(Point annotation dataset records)
□ □ □ □
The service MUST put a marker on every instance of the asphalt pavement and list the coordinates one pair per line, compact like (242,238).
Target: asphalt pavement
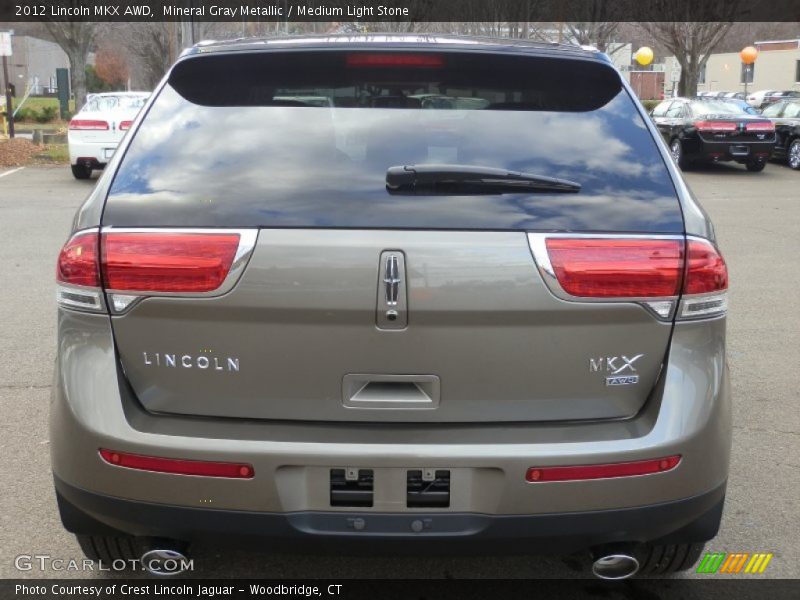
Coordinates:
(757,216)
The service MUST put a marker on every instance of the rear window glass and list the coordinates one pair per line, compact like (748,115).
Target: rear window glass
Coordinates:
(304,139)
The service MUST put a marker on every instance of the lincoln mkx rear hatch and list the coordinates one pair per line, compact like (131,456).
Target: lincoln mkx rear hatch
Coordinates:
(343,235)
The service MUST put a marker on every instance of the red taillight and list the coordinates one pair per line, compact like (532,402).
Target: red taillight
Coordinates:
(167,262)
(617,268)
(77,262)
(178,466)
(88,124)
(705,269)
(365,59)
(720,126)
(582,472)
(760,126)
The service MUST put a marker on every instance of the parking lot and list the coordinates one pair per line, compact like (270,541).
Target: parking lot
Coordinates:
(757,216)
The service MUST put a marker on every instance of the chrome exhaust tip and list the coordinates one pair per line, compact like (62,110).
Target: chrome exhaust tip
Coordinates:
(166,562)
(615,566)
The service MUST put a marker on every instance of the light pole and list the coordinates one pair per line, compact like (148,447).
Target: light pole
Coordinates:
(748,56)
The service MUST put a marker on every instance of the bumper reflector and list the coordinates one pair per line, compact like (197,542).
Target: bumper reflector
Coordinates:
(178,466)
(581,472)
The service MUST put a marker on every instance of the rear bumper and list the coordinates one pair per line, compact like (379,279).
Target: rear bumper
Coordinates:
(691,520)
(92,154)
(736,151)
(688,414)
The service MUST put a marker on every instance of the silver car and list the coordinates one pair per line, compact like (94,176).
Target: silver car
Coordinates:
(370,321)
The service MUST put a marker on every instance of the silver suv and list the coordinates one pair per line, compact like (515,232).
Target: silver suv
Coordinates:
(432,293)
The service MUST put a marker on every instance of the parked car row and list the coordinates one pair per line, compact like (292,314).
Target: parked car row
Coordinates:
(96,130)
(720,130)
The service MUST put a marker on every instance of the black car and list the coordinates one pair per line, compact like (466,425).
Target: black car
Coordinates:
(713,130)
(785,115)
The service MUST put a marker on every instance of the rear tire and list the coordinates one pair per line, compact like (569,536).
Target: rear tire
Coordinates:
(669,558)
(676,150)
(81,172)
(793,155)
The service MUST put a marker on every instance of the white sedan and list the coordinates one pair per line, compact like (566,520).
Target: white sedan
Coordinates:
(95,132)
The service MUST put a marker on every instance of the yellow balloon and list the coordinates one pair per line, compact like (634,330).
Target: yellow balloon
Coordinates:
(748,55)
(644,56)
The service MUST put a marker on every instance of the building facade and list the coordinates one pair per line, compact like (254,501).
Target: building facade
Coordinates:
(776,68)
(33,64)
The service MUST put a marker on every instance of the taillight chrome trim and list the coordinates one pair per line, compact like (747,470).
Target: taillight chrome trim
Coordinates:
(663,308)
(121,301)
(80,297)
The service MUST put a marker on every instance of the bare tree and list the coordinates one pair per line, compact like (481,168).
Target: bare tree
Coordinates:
□ □ □ □
- _Exercise task_
Quote only the lines from the one containing "compact like (566,520)." through the final line of the records, with both ends included.

- _Response to the task_
The service MUST put a marker on every instance of the white sedan and list the coordinates one pair per line, compact like (566,520).
Target: white sedan
Coordinates:
(95,132)
The service MUST put a marker on every instance of the yellow balloon and list the coordinates one pair per line, compact like (634,330).
Target: yellow balloon
Coordinates:
(748,55)
(644,56)
The service MUST put a marker on every instance of the building facade and list the coordinates one pair per line, compact like (254,501).
Target: building facade
Coordinates:
(776,68)
(33,64)
The service MUST put a marker on every instance of the taillight chrome trim and list the coordinates one pair per line, compact like (747,470).
Target: taillight chrome trim
Coordinates:
(663,308)
(121,301)
(80,297)
The service MUST put a marker on every instance of the bare tree and list the coordinates one pair per line, compact like (481,168).
Target: bare tree
Coordinates:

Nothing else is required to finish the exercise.